▶ **TASK OBJECTIVE**:
All lines from the one containing "vegetation above? Mark it with a dot." through the final line of the material below must appear exactly as they are, with nothing else.

▶ **INPUT MATERIAL**:
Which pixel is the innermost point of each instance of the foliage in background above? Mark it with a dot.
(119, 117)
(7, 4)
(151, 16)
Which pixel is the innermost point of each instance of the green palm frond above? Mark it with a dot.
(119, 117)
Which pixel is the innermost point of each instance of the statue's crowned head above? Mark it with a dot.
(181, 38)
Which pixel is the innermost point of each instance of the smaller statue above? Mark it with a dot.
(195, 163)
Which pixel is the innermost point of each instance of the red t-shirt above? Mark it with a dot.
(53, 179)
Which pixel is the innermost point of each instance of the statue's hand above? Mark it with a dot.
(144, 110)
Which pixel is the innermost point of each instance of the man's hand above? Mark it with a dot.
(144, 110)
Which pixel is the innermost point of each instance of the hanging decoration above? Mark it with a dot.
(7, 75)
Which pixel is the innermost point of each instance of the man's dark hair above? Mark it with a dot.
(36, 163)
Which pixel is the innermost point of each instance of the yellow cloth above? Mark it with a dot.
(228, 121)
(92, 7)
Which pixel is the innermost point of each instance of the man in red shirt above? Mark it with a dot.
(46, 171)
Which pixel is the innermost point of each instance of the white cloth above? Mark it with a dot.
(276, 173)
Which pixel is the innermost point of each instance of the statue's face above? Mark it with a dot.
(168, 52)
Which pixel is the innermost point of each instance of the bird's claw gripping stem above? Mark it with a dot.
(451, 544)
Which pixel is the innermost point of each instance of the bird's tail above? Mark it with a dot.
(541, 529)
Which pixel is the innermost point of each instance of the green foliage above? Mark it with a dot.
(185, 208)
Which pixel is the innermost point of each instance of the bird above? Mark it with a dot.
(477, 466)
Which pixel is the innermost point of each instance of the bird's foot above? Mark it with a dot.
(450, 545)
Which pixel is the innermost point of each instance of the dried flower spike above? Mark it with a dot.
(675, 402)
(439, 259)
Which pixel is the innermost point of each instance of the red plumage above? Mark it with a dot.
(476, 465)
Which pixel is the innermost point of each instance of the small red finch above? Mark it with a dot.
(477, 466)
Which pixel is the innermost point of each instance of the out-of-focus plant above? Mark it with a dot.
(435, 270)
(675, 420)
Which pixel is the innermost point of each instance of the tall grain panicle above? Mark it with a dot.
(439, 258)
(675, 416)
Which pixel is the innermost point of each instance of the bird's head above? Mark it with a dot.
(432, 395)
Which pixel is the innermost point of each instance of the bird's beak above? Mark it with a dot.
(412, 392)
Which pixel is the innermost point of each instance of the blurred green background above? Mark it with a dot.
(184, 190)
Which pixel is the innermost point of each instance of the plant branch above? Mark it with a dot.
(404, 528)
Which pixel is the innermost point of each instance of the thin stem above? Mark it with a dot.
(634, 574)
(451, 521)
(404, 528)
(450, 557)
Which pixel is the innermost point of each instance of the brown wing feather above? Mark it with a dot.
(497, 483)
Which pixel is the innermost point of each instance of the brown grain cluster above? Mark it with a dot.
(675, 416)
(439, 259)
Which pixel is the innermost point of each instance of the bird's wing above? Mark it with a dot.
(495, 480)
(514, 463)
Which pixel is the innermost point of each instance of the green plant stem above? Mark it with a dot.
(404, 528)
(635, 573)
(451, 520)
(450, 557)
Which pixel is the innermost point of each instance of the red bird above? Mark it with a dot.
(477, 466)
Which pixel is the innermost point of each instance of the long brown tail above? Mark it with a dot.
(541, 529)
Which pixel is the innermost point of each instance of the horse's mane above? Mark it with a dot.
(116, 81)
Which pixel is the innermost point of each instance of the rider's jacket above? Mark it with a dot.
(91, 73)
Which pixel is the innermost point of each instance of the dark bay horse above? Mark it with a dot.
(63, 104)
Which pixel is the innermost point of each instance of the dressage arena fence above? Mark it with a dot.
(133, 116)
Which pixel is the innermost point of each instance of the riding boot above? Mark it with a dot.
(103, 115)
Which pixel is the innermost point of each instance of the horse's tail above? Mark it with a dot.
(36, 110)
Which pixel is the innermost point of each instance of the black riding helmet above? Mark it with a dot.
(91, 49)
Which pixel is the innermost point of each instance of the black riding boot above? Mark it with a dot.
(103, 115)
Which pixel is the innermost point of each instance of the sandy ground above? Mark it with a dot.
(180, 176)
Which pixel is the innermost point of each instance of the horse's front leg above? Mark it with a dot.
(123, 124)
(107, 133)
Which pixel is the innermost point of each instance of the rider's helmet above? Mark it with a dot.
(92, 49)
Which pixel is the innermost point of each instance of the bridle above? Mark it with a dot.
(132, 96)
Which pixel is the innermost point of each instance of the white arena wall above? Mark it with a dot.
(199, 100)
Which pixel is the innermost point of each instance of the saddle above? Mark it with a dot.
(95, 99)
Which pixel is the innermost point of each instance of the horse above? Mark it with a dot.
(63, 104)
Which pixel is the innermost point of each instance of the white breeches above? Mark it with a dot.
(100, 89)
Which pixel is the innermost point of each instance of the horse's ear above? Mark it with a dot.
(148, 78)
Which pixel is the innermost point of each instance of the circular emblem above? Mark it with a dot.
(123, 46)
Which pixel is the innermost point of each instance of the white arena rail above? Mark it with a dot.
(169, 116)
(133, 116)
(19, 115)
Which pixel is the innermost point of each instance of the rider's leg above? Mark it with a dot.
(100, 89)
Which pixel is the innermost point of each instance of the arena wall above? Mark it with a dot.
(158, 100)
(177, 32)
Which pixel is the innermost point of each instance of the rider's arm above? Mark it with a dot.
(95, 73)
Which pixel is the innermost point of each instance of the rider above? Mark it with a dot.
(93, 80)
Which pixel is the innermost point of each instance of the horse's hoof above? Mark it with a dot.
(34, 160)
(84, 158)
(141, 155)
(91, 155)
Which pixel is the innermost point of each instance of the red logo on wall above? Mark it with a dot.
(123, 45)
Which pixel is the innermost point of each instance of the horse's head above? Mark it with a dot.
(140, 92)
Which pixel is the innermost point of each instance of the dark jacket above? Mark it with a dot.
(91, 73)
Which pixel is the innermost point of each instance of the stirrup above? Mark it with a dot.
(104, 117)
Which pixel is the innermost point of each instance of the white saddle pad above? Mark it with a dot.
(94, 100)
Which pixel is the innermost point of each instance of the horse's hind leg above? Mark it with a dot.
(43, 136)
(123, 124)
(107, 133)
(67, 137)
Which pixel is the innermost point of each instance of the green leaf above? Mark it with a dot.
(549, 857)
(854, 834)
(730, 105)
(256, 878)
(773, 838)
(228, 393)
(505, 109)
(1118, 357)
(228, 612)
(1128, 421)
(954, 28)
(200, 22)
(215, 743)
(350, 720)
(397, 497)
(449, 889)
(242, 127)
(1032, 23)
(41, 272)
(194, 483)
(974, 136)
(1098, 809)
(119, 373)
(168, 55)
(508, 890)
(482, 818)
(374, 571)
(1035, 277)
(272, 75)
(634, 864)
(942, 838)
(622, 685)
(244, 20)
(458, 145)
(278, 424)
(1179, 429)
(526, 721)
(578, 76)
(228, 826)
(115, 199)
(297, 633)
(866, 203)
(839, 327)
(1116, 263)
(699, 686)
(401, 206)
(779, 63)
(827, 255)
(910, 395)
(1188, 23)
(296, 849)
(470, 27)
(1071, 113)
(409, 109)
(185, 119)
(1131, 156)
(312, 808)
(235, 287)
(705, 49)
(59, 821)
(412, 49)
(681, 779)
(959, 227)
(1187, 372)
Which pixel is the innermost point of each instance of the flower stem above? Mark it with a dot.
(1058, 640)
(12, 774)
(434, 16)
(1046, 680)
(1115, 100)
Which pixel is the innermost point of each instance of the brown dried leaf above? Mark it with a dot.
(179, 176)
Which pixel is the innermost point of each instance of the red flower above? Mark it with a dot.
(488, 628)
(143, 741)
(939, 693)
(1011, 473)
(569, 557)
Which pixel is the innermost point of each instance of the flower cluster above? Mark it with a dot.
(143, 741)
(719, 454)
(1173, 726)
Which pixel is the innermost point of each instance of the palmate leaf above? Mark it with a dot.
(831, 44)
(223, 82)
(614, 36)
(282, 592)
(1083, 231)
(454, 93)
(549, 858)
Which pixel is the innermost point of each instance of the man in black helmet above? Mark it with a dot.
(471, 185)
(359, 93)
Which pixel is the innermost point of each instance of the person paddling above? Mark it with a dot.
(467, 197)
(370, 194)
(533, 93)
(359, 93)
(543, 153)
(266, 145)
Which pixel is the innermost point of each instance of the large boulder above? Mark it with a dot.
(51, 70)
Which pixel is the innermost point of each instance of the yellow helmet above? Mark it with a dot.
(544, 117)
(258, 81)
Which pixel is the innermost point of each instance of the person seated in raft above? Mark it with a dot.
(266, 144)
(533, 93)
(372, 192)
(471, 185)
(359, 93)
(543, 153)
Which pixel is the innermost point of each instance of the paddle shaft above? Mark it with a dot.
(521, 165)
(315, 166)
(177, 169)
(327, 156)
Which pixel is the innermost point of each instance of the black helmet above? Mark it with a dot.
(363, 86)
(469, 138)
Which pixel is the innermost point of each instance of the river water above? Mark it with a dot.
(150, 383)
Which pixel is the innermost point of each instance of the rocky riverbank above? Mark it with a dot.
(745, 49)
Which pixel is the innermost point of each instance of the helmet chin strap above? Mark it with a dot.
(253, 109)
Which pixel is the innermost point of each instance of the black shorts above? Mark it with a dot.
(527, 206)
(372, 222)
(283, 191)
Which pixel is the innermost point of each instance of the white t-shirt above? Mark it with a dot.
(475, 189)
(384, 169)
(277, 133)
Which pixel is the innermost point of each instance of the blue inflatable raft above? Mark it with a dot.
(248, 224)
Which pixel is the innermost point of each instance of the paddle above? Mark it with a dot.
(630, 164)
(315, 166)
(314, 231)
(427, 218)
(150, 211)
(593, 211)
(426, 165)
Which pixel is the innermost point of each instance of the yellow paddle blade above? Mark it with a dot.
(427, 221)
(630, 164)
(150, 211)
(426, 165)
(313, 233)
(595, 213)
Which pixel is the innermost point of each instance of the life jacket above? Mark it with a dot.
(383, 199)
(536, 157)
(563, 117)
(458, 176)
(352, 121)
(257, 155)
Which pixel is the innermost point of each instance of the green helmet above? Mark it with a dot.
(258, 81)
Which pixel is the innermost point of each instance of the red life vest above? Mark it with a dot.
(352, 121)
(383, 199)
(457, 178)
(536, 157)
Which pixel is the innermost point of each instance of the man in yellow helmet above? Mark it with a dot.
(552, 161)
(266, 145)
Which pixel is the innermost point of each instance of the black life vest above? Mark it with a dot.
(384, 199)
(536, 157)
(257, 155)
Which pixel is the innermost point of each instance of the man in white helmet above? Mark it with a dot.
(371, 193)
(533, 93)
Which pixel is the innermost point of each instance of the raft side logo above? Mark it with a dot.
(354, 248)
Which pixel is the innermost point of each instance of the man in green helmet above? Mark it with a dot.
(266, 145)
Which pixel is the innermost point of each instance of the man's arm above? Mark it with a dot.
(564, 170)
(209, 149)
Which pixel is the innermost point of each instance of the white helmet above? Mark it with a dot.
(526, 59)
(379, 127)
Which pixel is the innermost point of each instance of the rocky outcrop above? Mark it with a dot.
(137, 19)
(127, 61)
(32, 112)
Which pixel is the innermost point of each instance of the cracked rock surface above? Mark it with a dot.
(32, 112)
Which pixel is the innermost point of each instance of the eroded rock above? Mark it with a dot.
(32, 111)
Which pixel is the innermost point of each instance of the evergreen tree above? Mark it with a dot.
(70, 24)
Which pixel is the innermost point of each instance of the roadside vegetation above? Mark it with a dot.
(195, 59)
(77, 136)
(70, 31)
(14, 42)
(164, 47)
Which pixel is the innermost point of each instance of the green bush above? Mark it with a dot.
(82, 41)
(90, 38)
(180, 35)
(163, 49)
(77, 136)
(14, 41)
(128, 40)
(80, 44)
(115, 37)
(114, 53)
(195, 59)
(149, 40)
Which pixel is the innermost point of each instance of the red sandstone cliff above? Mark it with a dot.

▶ **SOLUTION BELOW**:
Which pixel is the innermost point of each instance of the roadside vegetation above? Mark it with a dot.
(195, 59)
(77, 136)
(70, 31)
(14, 42)
(164, 47)
Which pixel is the innermost point of each instance of the green bush above? Mark it with a dot.
(82, 41)
(90, 38)
(180, 35)
(163, 49)
(77, 136)
(14, 41)
(128, 40)
(80, 44)
(115, 37)
(114, 53)
(195, 59)
(149, 40)
Which pixel is the innermost point of each instance of the red sandstone cliff above? Mark it with a dot.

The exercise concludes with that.